> **Task requirements**: Every line from the one containing "Locate each white upper cabinet in the image." to the end of the listing below should be transcribed exactly, and no line outside that span should appear.

※ ※ ※

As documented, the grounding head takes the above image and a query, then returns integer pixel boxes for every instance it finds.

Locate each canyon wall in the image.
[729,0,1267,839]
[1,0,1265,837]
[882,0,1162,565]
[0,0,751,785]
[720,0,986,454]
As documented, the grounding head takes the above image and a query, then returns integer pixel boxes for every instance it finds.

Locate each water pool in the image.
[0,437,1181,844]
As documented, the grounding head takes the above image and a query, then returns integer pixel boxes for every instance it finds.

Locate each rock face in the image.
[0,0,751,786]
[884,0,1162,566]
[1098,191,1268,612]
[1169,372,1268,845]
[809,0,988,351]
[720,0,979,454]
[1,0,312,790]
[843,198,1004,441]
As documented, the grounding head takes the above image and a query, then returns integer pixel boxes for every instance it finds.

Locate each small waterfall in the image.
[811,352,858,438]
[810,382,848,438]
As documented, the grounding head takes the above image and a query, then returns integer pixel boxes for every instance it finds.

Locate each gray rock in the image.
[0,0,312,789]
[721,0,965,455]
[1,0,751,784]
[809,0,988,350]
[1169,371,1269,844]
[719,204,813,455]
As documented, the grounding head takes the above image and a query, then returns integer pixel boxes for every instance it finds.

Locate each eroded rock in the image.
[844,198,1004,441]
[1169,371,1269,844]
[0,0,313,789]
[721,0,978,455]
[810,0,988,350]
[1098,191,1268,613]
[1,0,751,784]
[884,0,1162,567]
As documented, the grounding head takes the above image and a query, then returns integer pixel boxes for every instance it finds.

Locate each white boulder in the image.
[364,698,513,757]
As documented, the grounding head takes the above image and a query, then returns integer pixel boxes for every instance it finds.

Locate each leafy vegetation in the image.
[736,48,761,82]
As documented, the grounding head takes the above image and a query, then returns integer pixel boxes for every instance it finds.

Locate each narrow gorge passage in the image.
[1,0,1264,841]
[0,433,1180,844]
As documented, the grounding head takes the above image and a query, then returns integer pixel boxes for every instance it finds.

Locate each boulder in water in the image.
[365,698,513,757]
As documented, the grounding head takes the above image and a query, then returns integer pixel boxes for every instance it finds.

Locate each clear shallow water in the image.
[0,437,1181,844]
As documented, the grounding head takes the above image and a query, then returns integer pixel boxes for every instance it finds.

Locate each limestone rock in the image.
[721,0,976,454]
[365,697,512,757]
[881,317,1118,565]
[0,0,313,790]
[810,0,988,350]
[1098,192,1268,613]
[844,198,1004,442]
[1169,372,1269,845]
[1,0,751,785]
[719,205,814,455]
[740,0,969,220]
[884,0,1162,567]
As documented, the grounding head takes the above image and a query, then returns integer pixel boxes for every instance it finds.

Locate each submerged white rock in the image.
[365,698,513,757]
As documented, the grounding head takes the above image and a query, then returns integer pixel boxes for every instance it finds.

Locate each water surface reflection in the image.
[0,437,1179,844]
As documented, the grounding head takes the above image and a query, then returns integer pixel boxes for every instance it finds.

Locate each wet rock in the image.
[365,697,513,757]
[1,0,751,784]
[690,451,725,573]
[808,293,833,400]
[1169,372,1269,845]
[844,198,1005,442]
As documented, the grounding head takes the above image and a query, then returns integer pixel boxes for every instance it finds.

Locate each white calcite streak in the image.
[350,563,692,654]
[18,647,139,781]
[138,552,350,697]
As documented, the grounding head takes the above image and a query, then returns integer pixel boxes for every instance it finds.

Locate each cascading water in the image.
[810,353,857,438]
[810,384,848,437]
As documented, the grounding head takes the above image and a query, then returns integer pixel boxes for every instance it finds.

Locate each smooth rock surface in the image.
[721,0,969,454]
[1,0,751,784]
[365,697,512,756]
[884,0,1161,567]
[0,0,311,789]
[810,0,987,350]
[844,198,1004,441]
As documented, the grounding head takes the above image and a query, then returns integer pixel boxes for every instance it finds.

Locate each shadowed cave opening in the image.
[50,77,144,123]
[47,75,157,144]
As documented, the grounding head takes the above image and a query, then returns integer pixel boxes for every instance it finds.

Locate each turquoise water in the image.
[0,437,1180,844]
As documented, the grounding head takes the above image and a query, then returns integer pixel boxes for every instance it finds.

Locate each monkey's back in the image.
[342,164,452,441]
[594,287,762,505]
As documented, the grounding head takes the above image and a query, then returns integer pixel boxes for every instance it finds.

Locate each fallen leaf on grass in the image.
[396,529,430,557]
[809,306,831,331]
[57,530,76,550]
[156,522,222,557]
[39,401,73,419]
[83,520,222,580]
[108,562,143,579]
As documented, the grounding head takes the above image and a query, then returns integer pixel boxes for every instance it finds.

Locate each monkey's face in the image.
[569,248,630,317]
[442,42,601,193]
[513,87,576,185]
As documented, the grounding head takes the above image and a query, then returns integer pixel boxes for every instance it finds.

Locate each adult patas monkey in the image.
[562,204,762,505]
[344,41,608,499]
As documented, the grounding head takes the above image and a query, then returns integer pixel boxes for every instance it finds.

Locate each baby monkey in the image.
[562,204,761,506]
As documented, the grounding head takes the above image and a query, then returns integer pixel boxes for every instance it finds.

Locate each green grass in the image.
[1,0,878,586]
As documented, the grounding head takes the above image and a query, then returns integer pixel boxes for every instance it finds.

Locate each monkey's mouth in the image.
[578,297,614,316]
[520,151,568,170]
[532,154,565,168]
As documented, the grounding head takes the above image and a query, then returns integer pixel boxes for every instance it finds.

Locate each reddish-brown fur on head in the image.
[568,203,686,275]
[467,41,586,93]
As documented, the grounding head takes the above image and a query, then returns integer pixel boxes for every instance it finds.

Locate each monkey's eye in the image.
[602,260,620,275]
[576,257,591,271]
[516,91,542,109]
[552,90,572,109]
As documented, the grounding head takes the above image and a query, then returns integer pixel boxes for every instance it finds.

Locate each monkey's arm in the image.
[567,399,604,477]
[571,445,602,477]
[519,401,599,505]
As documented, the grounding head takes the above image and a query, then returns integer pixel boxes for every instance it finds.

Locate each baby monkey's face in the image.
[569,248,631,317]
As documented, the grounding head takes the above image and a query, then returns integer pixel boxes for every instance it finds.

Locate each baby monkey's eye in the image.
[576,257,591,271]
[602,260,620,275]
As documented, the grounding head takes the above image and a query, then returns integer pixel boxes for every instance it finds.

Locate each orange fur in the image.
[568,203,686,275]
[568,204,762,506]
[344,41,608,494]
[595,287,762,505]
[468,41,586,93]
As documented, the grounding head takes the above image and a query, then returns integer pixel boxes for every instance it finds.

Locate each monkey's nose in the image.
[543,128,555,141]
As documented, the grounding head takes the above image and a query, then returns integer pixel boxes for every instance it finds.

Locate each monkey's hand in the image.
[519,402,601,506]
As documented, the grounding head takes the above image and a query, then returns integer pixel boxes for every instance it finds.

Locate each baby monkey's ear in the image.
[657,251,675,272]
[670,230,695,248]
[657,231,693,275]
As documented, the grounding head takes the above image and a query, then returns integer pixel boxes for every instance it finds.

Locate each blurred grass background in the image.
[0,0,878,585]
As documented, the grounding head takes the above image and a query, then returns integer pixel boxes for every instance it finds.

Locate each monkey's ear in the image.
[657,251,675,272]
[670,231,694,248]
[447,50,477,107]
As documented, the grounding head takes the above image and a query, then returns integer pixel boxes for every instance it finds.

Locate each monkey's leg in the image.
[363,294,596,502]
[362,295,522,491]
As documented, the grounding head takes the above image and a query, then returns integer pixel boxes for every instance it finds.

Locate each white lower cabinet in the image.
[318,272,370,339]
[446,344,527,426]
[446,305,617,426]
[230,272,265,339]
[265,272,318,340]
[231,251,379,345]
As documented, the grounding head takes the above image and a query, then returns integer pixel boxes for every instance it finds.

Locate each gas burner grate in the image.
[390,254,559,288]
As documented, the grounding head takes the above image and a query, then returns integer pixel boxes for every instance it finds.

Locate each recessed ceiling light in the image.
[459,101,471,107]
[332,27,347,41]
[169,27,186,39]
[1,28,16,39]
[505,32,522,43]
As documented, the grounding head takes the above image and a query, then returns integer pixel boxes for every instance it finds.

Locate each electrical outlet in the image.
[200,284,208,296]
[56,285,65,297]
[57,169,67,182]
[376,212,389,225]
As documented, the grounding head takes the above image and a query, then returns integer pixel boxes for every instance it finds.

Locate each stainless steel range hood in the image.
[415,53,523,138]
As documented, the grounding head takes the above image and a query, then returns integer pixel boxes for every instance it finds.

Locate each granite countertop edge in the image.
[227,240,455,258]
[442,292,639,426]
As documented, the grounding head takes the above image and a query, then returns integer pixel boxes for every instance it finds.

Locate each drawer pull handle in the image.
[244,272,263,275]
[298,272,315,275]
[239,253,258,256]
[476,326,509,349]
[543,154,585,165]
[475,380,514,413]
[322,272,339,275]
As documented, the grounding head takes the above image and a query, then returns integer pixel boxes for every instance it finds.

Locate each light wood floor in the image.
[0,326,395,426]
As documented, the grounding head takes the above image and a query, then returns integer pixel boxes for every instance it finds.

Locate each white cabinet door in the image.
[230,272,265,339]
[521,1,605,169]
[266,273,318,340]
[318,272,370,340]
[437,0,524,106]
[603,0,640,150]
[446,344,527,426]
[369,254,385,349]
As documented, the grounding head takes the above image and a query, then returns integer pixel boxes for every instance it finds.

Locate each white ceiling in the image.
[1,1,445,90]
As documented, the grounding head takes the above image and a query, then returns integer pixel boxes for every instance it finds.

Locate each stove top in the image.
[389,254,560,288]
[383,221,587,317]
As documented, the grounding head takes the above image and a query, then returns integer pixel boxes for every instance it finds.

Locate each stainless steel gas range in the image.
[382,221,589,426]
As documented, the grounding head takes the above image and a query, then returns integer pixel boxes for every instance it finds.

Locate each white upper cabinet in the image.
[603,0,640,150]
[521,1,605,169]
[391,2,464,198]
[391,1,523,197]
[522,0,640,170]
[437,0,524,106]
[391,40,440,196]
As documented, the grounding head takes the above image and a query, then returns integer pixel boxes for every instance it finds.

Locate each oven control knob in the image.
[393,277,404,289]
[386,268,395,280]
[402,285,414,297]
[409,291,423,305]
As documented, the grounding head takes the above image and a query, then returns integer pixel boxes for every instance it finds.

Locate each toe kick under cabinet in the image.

※ ※ ※

> **Task response**:
Locate each white upper cabinet in the image.
[603,0,640,150]
[521,1,605,169]
[391,2,464,198]
[391,1,523,197]
[522,0,640,170]
[437,0,524,106]
[391,40,440,196]
As documented, the grounding head takes the above image and a query, then returns integer pixel boxes for every instance it finds.

Locate each oven control knob in the image.
[393,277,404,289]
[386,268,395,280]
[402,285,414,297]
[409,291,423,305]
As documented, the grounding head takes the above image and a query, then returns integer pixel boxes for every instance it finds.

Locate each toe kick under cabinet in the image.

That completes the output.